> [Task instructions]
Reproduce the following lines word for word, changing nothing.
** BEGIN Source records **
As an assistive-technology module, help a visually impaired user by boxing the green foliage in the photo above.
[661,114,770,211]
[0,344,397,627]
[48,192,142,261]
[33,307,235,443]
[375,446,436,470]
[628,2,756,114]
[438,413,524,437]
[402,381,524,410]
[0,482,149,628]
** END Source records **
> [Correct output]
As an assistive-technology module, help a visually impaired user by boxing the green foliage in the photo above.
[661,114,770,211]
[0,344,397,627]
[48,192,142,261]
[33,307,235,443]
[375,446,436,470]
[628,2,756,114]
[438,413,524,437]
[402,381,524,410]
[0,482,149,628]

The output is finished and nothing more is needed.